What is your age, height and weight in lbs?

Just curious.


----------



## jakethesnake (Jun 5, 2004)

good work mate, could work on your traps. Got any lat spread shots?


----------



## powerU (Oct 22, 2003)




----------



## winger (Jul 26, 2003)

Predator said:


> Lol!  Do you see many exotic dancers then hee hee!
> 
> Predator


Yea I have about 18 that work for me. Wana be 19?


----------



## Jock (Apr 8, 2003)

Looking very good mate, biceps look very big in comparison to your body, looks like you've been using synthol lol! 

Any chance of back/leg shots?


----------



## GREENLANTERN (Jun 20, 2004)

Its funny how one of your biceps looks bigger than the other....must be getting more exercise I think...


----------



## winger (Jul 26, 2003)

GREENLANTERN said:


> Its funny how one of your biceps looks bigger than the other....must be getting more exercise I think...


Would that be from masterbating?


----------



## Sam_UK (May 22, 2004)

good stuff m8


----------



## AussieMarc (Jun 13, 2004)

Wow, I am very impressed... I mean, those abs! Nice work... Speachless.


----------



## DB (Oct 31, 2003)

that biciep peak is unreal- i'm impressed geezer


----------



## Predator (Feb 1, 2004)

GREENLANTERN said:


> Its funny how one of your biceps looks bigger than the other....must be getting more exercise I think...


That's a worry, because they are all of the same arm! 

I will try for some leg amd lat shots soon but I've just been using my camera phone at the moment.

Thanks for all the constructive replys! 

Predator


----------



## Killerkeane (Nov 9, 2003)

pred, how old are you? Looking mighty lean matey. I think that looks pretty damned good, i would like to be there in a year.


----------



## snc (Aug 11, 2004)

agree with jake the snake, could work on your traps, but just to bring them up to the standard of the rest of you.


----------



## winger (Jul 26, 2003)

I would love to look like that. Could you imagine how many chicks you could pick up with the chipindales dancer body?...................lol


----------



## John (Jun 5, 2004)

◆ Material ◆
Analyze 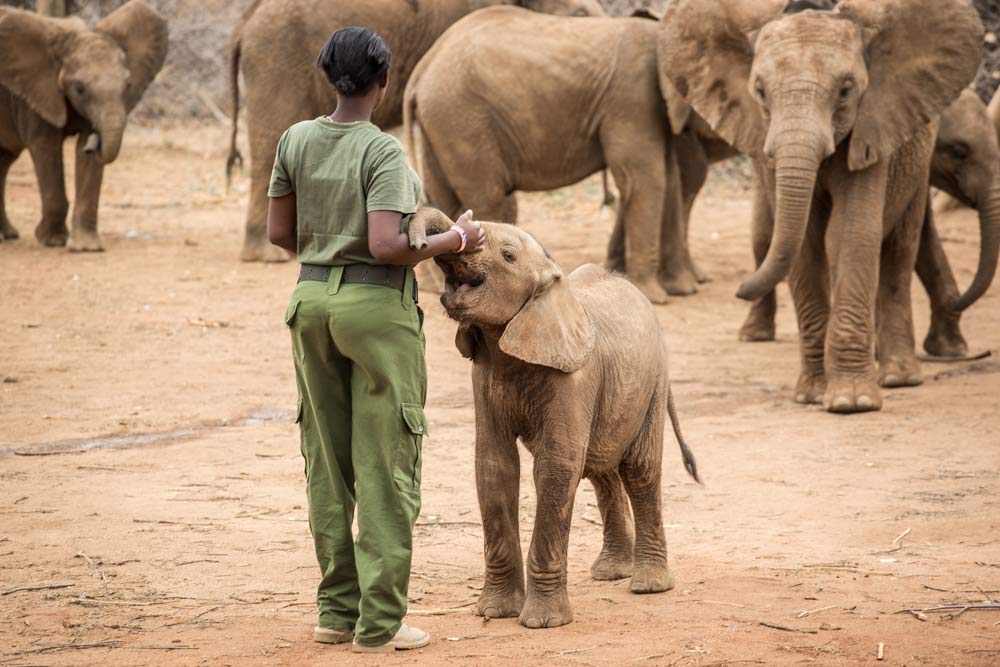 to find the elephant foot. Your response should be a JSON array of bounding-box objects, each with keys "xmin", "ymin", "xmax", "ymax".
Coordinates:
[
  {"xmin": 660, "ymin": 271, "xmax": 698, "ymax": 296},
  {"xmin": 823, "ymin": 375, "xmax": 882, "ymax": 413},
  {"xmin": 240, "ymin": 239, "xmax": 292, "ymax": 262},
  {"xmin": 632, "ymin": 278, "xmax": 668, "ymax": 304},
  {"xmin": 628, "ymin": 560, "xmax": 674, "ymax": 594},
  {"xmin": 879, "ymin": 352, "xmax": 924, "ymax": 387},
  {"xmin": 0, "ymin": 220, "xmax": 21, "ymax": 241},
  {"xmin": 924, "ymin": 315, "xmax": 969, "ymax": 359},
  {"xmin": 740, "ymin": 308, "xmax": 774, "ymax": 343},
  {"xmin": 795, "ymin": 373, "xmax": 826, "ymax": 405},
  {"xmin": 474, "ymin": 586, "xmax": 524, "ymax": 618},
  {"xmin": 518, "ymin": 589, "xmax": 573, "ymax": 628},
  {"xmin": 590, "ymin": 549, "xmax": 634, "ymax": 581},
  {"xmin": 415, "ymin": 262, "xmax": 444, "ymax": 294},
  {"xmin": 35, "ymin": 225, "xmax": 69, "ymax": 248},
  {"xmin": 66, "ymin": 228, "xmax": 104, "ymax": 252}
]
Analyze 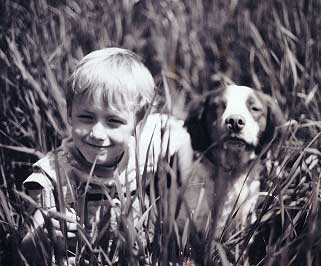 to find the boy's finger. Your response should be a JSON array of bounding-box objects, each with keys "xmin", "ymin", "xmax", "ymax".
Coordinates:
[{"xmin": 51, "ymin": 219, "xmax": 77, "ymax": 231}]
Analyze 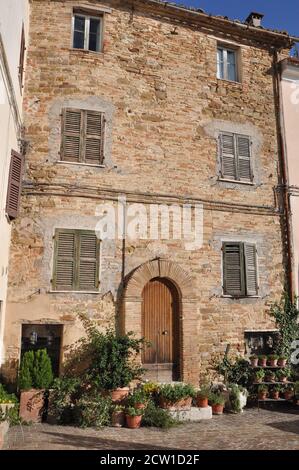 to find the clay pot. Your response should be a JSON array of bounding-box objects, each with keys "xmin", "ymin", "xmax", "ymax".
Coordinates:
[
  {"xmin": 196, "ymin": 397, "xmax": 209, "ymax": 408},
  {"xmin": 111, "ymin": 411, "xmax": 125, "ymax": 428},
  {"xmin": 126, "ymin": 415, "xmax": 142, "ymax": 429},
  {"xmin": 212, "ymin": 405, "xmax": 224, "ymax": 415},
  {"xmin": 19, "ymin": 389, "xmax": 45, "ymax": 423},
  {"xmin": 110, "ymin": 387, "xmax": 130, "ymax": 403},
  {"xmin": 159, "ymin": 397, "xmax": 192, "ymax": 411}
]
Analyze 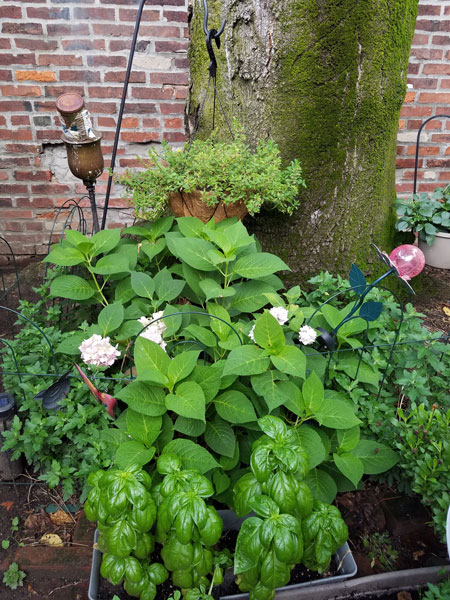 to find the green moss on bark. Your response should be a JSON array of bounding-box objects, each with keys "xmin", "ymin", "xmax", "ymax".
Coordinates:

==

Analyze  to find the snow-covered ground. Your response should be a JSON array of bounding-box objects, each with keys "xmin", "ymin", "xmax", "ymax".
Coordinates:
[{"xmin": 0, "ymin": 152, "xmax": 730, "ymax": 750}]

◆ What you need to do ◆
Please copy the forum thread word for word, between "I will try for" and "(Nov 9, 2003)", inclusive.

◆ Exercise solution ◆
I will try for some leg amd lat shots soon but I've just been using my camera phone at the moment.

Thanks for all the constructive replys! 

Predator


----------



## Killerkeane (Nov 9, 2003)